• [Records supplied]:
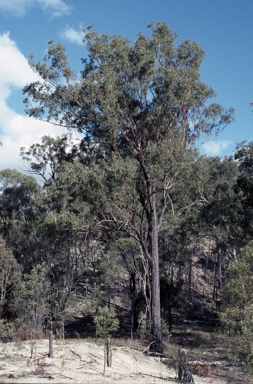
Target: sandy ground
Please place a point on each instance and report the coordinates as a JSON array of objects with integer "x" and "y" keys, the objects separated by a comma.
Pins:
[{"x": 79, "y": 361}]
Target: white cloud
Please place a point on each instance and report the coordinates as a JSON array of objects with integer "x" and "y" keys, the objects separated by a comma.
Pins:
[
  {"x": 73, "y": 36},
  {"x": 216, "y": 148},
  {"x": 16, "y": 130},
  {"x": 20, "y": 7}
]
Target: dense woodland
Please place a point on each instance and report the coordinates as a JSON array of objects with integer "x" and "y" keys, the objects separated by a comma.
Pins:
[{"x": 129, "y": 221}]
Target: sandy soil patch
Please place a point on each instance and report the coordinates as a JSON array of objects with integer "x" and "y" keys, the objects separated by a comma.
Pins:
[{"x": 79, "y": 361}]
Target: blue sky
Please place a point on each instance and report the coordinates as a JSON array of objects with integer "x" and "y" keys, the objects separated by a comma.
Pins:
[{"x": 224, "y": 29}]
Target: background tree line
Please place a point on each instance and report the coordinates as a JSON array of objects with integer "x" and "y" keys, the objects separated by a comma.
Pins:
[{"x": 126, "y": 215}]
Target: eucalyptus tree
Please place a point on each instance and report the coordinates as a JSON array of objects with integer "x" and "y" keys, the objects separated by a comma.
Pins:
[
  {"x": 244, "y": 187},
  {"x": 141, "y": 104}
]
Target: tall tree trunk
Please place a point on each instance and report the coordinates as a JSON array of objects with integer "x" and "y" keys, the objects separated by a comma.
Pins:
[{"x": 155, "y": 279}]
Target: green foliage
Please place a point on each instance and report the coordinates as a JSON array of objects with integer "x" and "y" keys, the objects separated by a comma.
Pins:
[
  {"x": 141, "y": 109},
  {"x": 31, "y": 298},
  {"x": 7, "y": 330},
  {"x": 10, "y": 274},
  {"x": 237, "y": 314},
  {"x": 106, "y": 321}
]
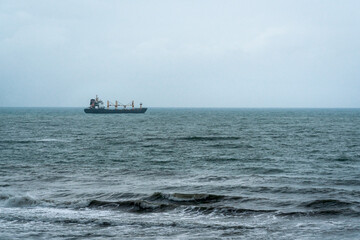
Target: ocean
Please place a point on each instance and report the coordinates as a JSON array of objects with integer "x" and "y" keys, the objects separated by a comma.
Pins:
[{"x": 180, "y": 174}]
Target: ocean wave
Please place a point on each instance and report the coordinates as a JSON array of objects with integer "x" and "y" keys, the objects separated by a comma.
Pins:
[
  {"x": 208, "y": 138},
  {"x": 184, "y": 197},
  {"x": 21, "y": 201},
  {"x": 327, "y": 203},
  {"x": 131, "y": 205}
]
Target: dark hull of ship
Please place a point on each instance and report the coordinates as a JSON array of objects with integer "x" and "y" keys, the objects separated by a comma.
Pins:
[{"x": 111, "y": 111}]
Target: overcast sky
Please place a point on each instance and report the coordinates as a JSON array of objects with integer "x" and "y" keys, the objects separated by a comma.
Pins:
[{"x": 253, "y": 53}]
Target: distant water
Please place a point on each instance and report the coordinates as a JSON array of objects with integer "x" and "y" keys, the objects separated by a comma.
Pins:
[{"x": 180, "y": 173}]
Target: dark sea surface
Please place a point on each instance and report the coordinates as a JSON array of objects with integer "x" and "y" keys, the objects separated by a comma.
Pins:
[{"x": 180, "y": 174}]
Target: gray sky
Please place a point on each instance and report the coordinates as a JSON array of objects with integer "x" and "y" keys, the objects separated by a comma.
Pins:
[{"x": 184, "y": 53}]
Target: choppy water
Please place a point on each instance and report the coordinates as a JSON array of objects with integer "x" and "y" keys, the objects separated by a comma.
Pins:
[{"x": 180, "y": 173}]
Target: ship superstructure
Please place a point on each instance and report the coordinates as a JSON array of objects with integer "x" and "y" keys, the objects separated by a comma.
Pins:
[{"x": 97, "y": 106}]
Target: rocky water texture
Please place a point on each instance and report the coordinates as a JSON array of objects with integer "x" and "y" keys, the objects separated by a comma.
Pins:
[{"x": 180, "y": 173}]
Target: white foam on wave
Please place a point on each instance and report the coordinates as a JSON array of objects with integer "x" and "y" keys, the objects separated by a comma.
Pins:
[
  {"x": 51, "y": 140},
  {"x": 20, "y": 201}
]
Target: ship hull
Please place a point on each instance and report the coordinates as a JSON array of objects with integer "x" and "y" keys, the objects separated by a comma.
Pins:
[{"x": 114, "y": 111}]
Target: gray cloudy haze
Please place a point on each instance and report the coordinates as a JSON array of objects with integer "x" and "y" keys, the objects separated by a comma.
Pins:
[{"x": 180, "y": 53}]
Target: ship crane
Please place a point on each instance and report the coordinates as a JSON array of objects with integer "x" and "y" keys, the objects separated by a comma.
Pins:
[
  {"x": 120, "y": 104},
  {"x": 97, "y": 106}
]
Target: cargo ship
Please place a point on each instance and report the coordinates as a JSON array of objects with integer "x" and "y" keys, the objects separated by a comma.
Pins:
[{"x": 97, "y": 106}]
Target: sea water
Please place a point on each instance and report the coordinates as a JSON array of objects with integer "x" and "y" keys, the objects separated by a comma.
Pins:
[{"x": 180, "y": 174}]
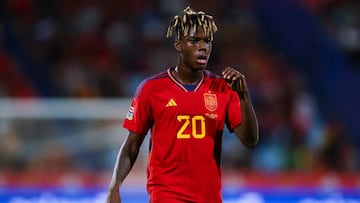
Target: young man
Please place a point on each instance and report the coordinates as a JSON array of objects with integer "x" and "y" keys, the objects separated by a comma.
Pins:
[{"x": 186, "y": 108}]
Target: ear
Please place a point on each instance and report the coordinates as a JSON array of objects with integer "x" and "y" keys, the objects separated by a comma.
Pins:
[{"x": 177, "y": 45}]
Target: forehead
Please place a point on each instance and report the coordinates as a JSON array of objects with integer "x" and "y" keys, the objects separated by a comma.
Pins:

• [Directions for this task]: Return the material above verbatim and line for line, omitting the pictures.

• [Task answer]:
Target: sandy ground
Please place a point on each instance and report the coordinates as a JSON array of objects with integer "x" and "y" keys, the objects separated by a comma.
Pins:
[{"x": 79, "y": 361}]
Target: white cloud
Please place a point on each instance and report the coordinates as a JSON array of objects with integer "x" and "y" keys, the objects separated by a comma.
Pins:
[
  {"x": 73, "y": 36},
  {"x": 216, "y": 148},
  {"x": 16, "y": 130},
  {"x": 20, "y": 7}
]
Target: dense woodland
Please place a point on each instance and report the coordinates as a JSON array of objects with integer "x" and "y" keys, the objects separated by a comma.
Pins:
[{"x": 129, "y": 221}]
Target: sandy soil patch
Please place a point on each instance and report the coordinates as a JSON array of objects with integer "x" and "y" keys, the objects separated by a comma.
Pins:
[{"x": 79, "y": 361}]
Target: blue sky
Please place a point on each instance and report the coordinates as a JSON array of objects with integer "x" and "y" keys, the objects separated by a comma.
Pins:
[{"x": 224, "y": 29}]
Target: background tree line
Please place a point on each instance and report the coordinates as a JSON array of objects with integer "x" and "y" keys, the objects separated by a comma.
Pins:
[{"x": 126, "y": 215}]
Target: eucalyptus tree
Please place a point on each instance and report the coordinates as a JSON array of objects with integer "x" and "y" keys, the objects separated by a comma.
Pins:
[
  {"x": 244, "y": 187},
  {"x": 141, "y": 104}
]
Target: tall tree trunk
Please place a point on each instance and report the coordinates as a JSON array of objects with integer "x" and "y" keys, the objects separated by a comma.
Pins:
[{"x": 155, "y": 279}]
Target: green foliage
Please place a point on each instance and report the coordinates as a JSON array of objects with integer "x" and "y" keys, the objects separated by a comma.
Pins:
[
  {"x": 141, "y": 109},
  {"x": 31, "y": 298},
  {"x": 7, "y": 330},
  {"x": 10, "y": 274},
  {"x": 237, "y": 314},
  {"x": 106, "y": 321}
]
Target: ocean
Please place a point on each instance and report the coordinates as a JSON array of objects with integer "x" and "y" keys, the objects separated by a comma.
Pins:
[{"x": 180, "y": 174}]
Target: ocean wave
Please place a point on each instance and report the coordinates as a JSON array of objects with integer "x" and "y" keys, the objects separated by a comma.
Pins:
[
  {"x": 208, "y": 138},
  {"x": 184, "y": 197},
  {"x": 21, "y": 201},
  {"x": 327, "y": 203},
  {"x": 131, "y": 205}
]
Target: dark hull of ship
Please place a point on each instance and report the coordinates as a JSON array of objects with integer "x" and "y" keys, the objects separated by a comma.
Pins:
[{"x": 111, "y": 111}]
Target: overcast sky
Please place a point on each instance and report the coordinates as a JSON array of objects with integer "x" and "y" keys, the objects separated by a comma.
Pins:
[{"x": 253, "y": 53}]
Target: distant water
Please place a point on each instance and report the coordinates as a JSON array of objects with integer "x" and "y" keys, the objects separated by a comma.
Pins:
[{"x": 180, "y": 173}]
Target: dark sea surface
Please place a point on each instance and report the coordinates as a JSON array of objects with integer "x" and "y" keys, the objects separated by a comma.
Pins:
[{"x": 180, "y": 174}]
Target: gray sky
Please place a point on each instance and report the coordinates as a JSON array of objects with integer "x" and "y" keys, the objects separated by a comma.
Pins:
[{"x": 184, "y": 53}]
Target: choppy water
Please place a point on each instance and report the coordinates as a JSON array of objects with integer "x" and "y" keys, the objects separated by a comma.
Pins:
[{"x": 180, "y": 173}]
Target: ship superstructure
Please place a point on each instance and report the coordinates as a JSON array of objects with integer "x" and "y" keys, the objects separated by a comma.
Pins:
[{"x": 97, "y": 106}]
Target: rocky water texture
Please place a point on each instance and report the coordinates as a JSON array of objects with integer "x" and "y" keys, the objects separated by a comma.
Pins:
[{"x": 180, "y": 173}]
Target: white foam on wave
Please place a point on each instance and report the coordinates as a JSON array of objects with integer "x" and "y" keys, the objects separated by a comma.
Pins:
[
  {"x": 51, "y": 140},
  {"x": 20, "y": 201}
]
Target: ship hull
Please place a point on each instance and report the coordinates as a JSON array of objects with integer "x" and "y" keys, the objects separated by a comma.
Pins:
[{"x": 114, "y": 111}]
Target: gray cloudy haze
Please place a point on each instance and report the coordinates as a JSON array of objects with integer "x" and "y" keys, the objects separated by a comma.
Pins:
[{"x": 180, "y": 53}]
Target: ship crane
Please place a point on each instance and report the coordinates as a JSON array of objects with integer "x" and "y" keys, the objects separated by a comma.
Pins:
[
  {"x": 120, "y": 104},
  {"x": 97, "y": 106}
]
Target: cargo ship
Please place a point on each instance and report the coordinates as a JSON array of objects with integer "x" and "y" keys, the objects separated by a comma.
Pins:
[{"x": 97, "y": 106}]
Target: sea water
Please place a point on each instance and report the coordinates as a JSON array of objects with integer "x" and "y" keys, the objects separated by a comma.
Pins:
[{"x": 180, "y": 174}]
Target: young man
Please place a point on each instance and report the coordinates as a JSON array of objects with integer "x" and "y" keys, the objects separated by a comma.
Pins:
[{"x": 186, "y": 108}]
Target: ear
Please place a point on each instance and report the coordinates as a JSON array of objects with integer "x" and "y" keys, the objects separated by a comma.
Pins:
[{"x": 177, "y": 45}]
Target: forehead
Please place a point on each instance and report the coordinates as a JSON array of objects with integer "x" and "y" keys, the objects separated by a comma.
Pins:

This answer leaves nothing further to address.